# Texte à lire:
■ ■ ■ ■ ■ ■ ■

La répartition des responsabilités politiques au sein du gouvernement Barnier dans le domaine de l’environnement et de la transition énergétique est complexe, voire paradoxale :

Antoine Armand, ancien député macroniste, ministre de l’économie et supervisant l’industrie, n’est pas en charge de ce domaine, alors qu’il connaît bien le domaine de l’énergie (rapporteur de la commission d’enquête parlementaire sur la perte de souveraineté énergétique de la France en 20231), et qu’il a déclaré dans sa première interview au JDD que l’énergie est « l’industrie de l’industrie ».

Le pilotage de la politique énergétique rejoint le ministère de l’écologie, dirigé par Agnès Pannier-Runacher : celle-ci, macroniste classée à gauche, s’est montrée courageuse et persévérante pour défendre le nucléaire au niveau de l’UE en 2022 et 2023, après le discours de Belfort du Président candidat : inclusion dans la taxonomie verte, accès du nucléaire dans la réforme du marché UE de l’électricité aux même outils de financement que les ENR intermittentes (Contrats pour Différence avec garantie de l’État, PPA), et constitution d’une Alliance de 12 États Membres pro nucléaires en face de l’Allemagne et consorts2.

■ ■ ■ ■ ■ ■ ■

# Consignes de travail:
1 - Résumez en deux phrases le texte sur les responsabilités environnementales et énergétiques dans le gouvernement Barnier.
2 - Prolongez le texte sur les responsabilités énergétiques dans le gouvernement Barnier à partir de sa dernière phrase.

■ ■ ■ ■ ■ ■ ■

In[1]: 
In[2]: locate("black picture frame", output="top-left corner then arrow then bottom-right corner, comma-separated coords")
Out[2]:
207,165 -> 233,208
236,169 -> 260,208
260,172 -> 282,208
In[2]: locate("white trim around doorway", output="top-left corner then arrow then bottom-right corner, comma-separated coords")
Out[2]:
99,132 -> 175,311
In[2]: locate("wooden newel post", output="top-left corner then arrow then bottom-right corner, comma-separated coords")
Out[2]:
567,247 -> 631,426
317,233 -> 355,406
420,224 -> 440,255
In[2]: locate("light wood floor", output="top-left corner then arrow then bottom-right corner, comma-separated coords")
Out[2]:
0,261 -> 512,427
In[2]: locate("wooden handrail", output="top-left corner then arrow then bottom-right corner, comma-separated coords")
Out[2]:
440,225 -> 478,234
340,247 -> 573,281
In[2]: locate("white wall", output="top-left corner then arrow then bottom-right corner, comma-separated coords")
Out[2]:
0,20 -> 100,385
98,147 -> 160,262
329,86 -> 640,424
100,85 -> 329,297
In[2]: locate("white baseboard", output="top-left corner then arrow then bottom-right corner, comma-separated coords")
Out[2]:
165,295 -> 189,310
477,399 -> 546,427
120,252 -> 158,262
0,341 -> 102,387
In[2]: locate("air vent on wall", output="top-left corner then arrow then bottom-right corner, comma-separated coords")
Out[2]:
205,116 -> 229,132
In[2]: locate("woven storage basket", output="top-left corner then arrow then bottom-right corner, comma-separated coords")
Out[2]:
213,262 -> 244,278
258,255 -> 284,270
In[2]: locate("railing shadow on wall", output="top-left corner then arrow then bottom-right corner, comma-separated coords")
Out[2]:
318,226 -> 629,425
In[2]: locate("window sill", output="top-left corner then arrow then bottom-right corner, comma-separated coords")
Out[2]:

■ ■ ■ ■ ■ ■ ■

# Réponses rédigées:
1 - Dans le gouvernement Barnier, la répartition des responsabilités en matière d'environnement et de transition énergétique est complexe, voire paradoxale : Antoine Armand, ministre de l'économie qui connaît bien l'énergie, n'est pas chargé de ce domaine. Le pilotage de la politique énergétique revient au ministère de l'écologie d'Agnès Pannier-Runacher, qui a défendu le nucléaire au niveau de l'UE en 2022 et 2023.

2 -
Il n’en reste pas moins que c’est une fervente supportrice du pacte vert UE et du net zero 2050, avec réduction à marche forcée de la consommation énergétique (930 TWh en 2050, contre 1620 TWh actuellement), généralisation des véhicules électriques et des ZFE (zones de faible émission), contraintes fortes sur l’isolation des bâtiments relevant de l’écologie punitive, développement à marche forcée de la production d’électricité par des énergies renouvelables intermittentes  (ENRi),  notamment l’éolien maritime et solaire. En témoigne le projet de stratégie énergétique pour la France que son ministère avait publié en novembre 2023 (3 et 4).

Sa ministre déléguée à l’énergie, Olga Givernet, ancienne députée macroniste, bien qu’ingénieure, n’a aucune référence ni expérience dans le domaine énergétique, en-dehors de sa participation à la commission d’enquête citée plus haut.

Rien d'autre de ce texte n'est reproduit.